[Saved entries]

⟨

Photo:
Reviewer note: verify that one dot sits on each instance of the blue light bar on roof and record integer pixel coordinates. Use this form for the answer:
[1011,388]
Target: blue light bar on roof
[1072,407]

⟩

Word for word, repeat the records above.

Photo:
Reviewer note: verify that one dot sits on each instance of the blue light bar on roof and record integer pixel coordinates. Use this form for the answer:
[1011,388]
Target: blue light bar on roof
[1072,407]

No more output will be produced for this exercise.